Top of SUPPLIED RECORDS

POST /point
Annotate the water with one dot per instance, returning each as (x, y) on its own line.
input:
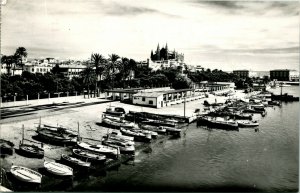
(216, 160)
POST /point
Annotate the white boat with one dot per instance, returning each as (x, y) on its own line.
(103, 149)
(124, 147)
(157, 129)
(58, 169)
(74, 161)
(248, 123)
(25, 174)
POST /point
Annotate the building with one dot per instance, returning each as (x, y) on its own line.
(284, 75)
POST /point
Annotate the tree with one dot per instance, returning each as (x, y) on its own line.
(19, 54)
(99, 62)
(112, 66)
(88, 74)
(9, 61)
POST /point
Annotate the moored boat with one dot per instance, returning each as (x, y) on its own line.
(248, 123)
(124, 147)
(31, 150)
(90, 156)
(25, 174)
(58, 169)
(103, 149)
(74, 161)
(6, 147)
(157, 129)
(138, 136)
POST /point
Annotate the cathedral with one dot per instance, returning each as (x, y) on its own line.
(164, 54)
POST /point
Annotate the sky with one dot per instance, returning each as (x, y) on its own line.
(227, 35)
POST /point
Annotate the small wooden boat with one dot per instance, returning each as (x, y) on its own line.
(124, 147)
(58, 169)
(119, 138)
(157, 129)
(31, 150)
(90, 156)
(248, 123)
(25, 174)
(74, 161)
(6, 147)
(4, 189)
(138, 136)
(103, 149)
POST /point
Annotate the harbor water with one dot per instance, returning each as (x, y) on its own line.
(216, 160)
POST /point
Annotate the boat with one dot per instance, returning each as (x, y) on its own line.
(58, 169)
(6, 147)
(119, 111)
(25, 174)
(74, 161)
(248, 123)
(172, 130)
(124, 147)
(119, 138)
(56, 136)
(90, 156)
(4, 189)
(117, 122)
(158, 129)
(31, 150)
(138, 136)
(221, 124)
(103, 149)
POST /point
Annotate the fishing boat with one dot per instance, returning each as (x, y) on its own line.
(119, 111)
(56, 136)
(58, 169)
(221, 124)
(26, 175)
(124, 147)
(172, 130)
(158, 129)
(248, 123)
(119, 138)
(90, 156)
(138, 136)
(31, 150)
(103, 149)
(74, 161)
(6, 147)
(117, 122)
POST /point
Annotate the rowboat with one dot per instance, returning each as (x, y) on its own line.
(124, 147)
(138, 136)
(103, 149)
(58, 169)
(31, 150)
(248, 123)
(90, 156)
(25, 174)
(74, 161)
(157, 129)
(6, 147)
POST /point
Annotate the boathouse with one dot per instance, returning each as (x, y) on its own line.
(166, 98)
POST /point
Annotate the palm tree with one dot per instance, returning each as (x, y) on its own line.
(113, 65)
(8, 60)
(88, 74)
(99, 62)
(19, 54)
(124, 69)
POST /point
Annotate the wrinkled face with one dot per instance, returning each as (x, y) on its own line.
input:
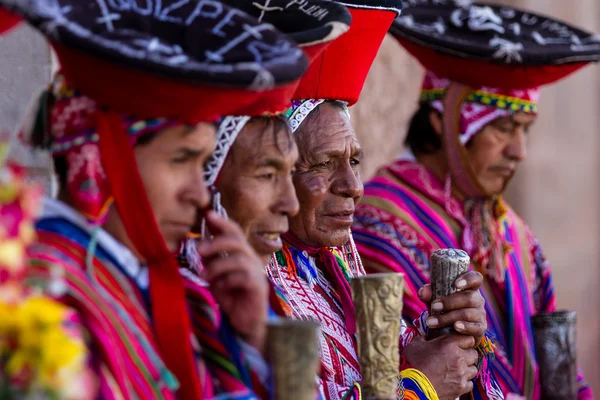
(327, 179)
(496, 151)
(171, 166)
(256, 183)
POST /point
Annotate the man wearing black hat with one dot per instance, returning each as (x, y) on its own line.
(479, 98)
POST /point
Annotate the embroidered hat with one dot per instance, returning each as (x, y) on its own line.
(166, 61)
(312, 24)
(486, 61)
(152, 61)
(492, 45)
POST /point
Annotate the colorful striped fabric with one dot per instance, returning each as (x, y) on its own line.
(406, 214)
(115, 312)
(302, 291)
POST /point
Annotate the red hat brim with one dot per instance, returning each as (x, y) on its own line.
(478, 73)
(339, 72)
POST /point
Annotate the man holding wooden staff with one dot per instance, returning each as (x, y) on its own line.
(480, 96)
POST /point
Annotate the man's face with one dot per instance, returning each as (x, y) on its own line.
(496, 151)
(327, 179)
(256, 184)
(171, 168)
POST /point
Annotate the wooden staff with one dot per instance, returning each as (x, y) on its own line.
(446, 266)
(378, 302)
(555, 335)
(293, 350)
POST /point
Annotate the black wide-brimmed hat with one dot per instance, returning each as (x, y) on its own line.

Bottom of SUPPLIED RECORDS

WHAT IS BEING ASKED: No pictures belong in the copy; output every record exactly.

RESULT OF THIS TASK:
POST /point
Annotate the water with one dot per instance, returning each as (x, y) on its own line.
input:
(216, 160)
POST /point
Annotate the white boat with one dot per instance, returning each as (x, y) on its own line.
(103, 149)
(124, 147)
(157, 129)
(58, 169)
(74, 161)
(248, 123)
(25, 174)
POST /point
Annotate the building with one dot per instance, returning each as (x, y) on its own line.
(284, 75)
POST /point
Annotate the tree with one dot per instance, returning each as (x, y) on its own line.
(19, 54)
(99, 62)
(112, 66)
(88, 74)
(9, 61)
POST /point
Annotate the moored boat with one dot per instance, returning each as (x, y) on its own line.
(248, 123)
(124, 147)
(31, 150)
(90, 156)
(25, 174)
(58, 169)
(103, 149)
(74, 161)
(6, 147)
(157, 129)
(138, 136)
POST /point
Annotate the cathedral with one dot per instance, returning each as (x, y) on its own line.
(164, 54)
POST /point
Annotate the sky with one dot per instance, returning each as (x, y) on its own line.
(227, 35)
POST /point
Annotate the small wooden boat with one dot per instance, returning each as (x, y) on its own line.
(124, 147)
(58, 169)
(119, 138)
(157, 129)
(31, 150)
(90, 156)
(248, 123)
(25, 174)
(74, 161)
(6, 147)
(4, 189)
(138, 136)
(103, 149)
POST /point
Annotate the harbor water with one dot per instance, returning each as (x, y) on its own line.
(216, 160)
POST /point
Annotate the boat with one dot per instance, returning each as (x, y) on its own line.
(58, 169)
(6, 147)
(119, 111)
(25, 174)
(74, 161)
(248, 123)
(172, 130)
(124, 147)
(119, 138)
(56, 136)
(90, 156)
(4, 189)
(117, 122)
(158, 129)
(31, 150)
(138, 136)
(221, 124)
(103, 149)
POST /point
Annotate the fishing boat with one dot per instance, returning each as (x, y) on its own line.
(119, 111)
(56, 136)
(58, 169)
(221, 124)
(26, 175)
(124, 147)
(172, 130)
(158, 129)
(248, 123)
(119, 138)
(90, 156)
(138, 136)
(31, 150)
(103, 149)
(74, 161)
(6, 147)
(117, 122)
POST /point
Annotate the rowboat with one dot per instance, returning each as (x, y) on its own line.
(124, 147)
(138, 136)
(103, 149)
(58, 169)
(31, 150)
(248, 123)
(90, 156)
(25, 174)
(74, 161)
(157, 129)
(6, 147)
POST /point
Annotate the boathouse with one dot per instance, returning each as (x, y) on its own line.
(166, 98)
POST /point
Annotate the palm tree with one dot per instance, returning each as (x, y) on its own line.
(113, 65)
(8, 60)
(88, 74)
(99, 62)
(19, 54)
(124, 69)
POST /point
Annotate the wrinkled face with one dot per instance, returning each as (x, y) on its own line.
input:
(327, 179)
(496, 151)
(171, 166)
(256, 183)
POST /point
Annotate the man wearing black hat with one dot per instance, returning each as (x, y) on its own line.
(479, 98)
POST /point
Annotate the embroidered hat with one dot per instance, returning each as (x, y) on its own line.
(166, 61)
(312, 24)
(486, 61)
(152, 61)
(492, 45)
POST /point
Annotate the colorful striped fabric with one dot per instance, returning each as (x, y) on its own line.
(406, 214)
(115, 312)
(302, 291)
POST /point
Annotate the red hat brim with one dot per instance, returning each as (x, y) on its own line.
(478, 73)
(339, 72)
POST /point
Annotate the man holding wooden staff with one dot per instance, returning each as (x, y) on its own line.
(480, 96)
POST /point
Annotate the man's face with one dot per instance, returning each as (x, y) on its own line.
(496, 151)
(327, 179)
(256, 184)
(171, 168)
POST /point
Annotate the wooden staff with one dot per instance, returning each as (x, y) on its own line.
(446, 266)
(378, 302)
(555, 335)
(293, 350)
POST /point
Annotate the black wide-brimmed hat with one dot per instance, returning each as (x, y) on its own line.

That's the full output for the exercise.